> [EXCERPT PROVIDED]:
-------------------------

NASA missions in orbit have for the first time allowed scientists to observe the Moon's "dancing tide" swaying with Earth's gravitational pull.
The team drew on studies by NASA's Lunar Reconnaissance Orbiter (LRO), which has been investigating the moon since 2009, and by NASA's Gravity Recovery and Interior Laboratory (GRAIL) mission. Since these spacecraft orbit around the Moon, scientists could assess the orb from every angle, not just from the side seen from Earth.
"The deformation of the moon due to Earth's pull is very challenging to measure, but learning more about it gives us clues about the interior of the Moon," Erwan Mazarico, from NASA's Goddard Space Flight Center, said in a news release.
The Moon's lopsided shape can be explained by its gravitational tug-of-war with Earth. The mutual pulling of the two planetary bodies, in fact, is powerful enough to stretch each one into the shape of an egg with their ends pointing toward one another. On Earth, this affect can drive the tides of the oceans.
It's difficult to detect Earth's affect on the Moon, given that the Moon is mostly solid except for its small core. Even so, there's still enough pull so that a 20-inch-high bulge is created on its near and far sides. What's more interesting is that this bulge shifts over time, demonstrating that the Moon actually sways with Earth's movements in a cosmic dance.

-------------------------

> [WHAT THIS EXERCISE ASKS]:
1. List every name in the Moon tide text that directly follows the word "NASA's".
2. Write out all of the location labeling records again, substituting "Object" for every "Target" and changing nothing else. Omit the pictures from your answer.
The Moon tide text and the records have no connection to each other.

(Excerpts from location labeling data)
-------------------------

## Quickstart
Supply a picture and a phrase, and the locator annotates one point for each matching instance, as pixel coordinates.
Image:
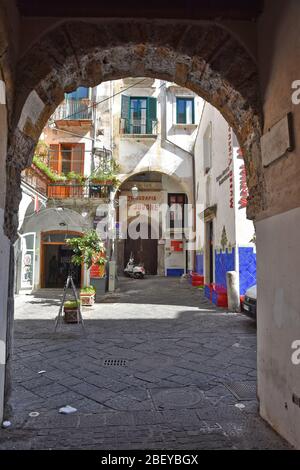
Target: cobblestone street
(186, 378)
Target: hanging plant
(88, 249)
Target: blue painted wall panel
(200, 263)
(247, 262)
(224, 262)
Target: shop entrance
(56, 261)
(144, 251)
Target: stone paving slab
(180, 353)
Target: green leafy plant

-------------------------

> [FINAL ANSWERS]:
1.
Lunar Reconnaissance Orbiter (LRO)
Gravity Recovery and Interior Laboratory (GRAIL)
Goddard Space Flight Center

2.
## Quickstart
Supply a picture and a phrase, and the locator annotates one point for each matching instance, as pixel coordinates.
Image:
Object: cobblestone street
(186, 378)
Object: hanging plant
(88, 249)
Object: blue painted wall panel
(200, 263)
(247, 262)
(224, 262)
Object: shop entrance
(56, 261)
(144, 251)
Object: stone paving slab
(180, 353)
Object: green leafy plant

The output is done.